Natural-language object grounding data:
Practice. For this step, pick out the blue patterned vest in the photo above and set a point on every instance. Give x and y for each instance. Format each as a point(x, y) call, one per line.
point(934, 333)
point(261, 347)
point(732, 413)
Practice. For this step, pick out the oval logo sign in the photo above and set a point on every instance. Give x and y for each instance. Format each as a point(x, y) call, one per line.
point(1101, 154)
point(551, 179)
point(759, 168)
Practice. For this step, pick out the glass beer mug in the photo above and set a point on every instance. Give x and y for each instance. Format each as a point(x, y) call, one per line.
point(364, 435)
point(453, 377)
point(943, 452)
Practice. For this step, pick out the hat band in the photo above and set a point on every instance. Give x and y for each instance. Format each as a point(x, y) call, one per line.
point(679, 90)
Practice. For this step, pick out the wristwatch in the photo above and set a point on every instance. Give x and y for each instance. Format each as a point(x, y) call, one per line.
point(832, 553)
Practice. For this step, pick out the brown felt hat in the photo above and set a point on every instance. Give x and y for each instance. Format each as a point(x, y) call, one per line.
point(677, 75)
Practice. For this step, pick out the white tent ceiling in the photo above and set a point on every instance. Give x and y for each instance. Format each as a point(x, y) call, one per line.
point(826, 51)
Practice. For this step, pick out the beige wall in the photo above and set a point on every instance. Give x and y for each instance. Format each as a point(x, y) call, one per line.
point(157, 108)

Work item:
Your reply should consist of the records, duplicated exactly.

Response to this exercise:
Practice. For this step, pick out the blue patterned vest in the photo above and set a point on every instance. Give x and y for each instance. Format each as a point(x, y) call, one per line.
point(934, 333)
point(261, 347)
point(732, 413)
Practice. For this step, pick out the oval logo sign in the photo above and set a point on every instance. Give x and y for each instance. Format each as a point(x, y) call, one per line.
point(1101, 154)
point(551, 179)
point(759, 168)
Practice. For this step, pick out the glass beer mug in the photo above and set a point on every instance. Give x and y for each instance. Format each as a point(x, y) call, one per line.
point(364, 435)
point(453, 377)
point(943, 452)
Practice. For this step, pick out the hat band in the photo above and set a point on every instance. Give x and y for each instance. Format each as a point(x, y) call, one per line.
point(679, 90)
Practice. For this step, pick out the wristwatch in the photo above and set a point on every instance. Give x and y for each instance. Format each as a point(x, y) call, one per line.
point(832, 553)
Practice. For this step, pick out the brown felt hat in the photo above and set a point on every instance. Give x and y for each instance. Format each as a point(x, y) call, one per line.
point(677, 75)
Practice. For this step, pick out the white tent ceiling in the photo above and set a point on every instance. Give x and y for each instance. Format each as a point(x, y) call, one per line.
point(826, 51)
Practice. For this step, pick out the beige wall in the photo above and set a point on every instance. Give x and y for each instance. Format each as a point(x, y) call, one per line.
point(157, 108)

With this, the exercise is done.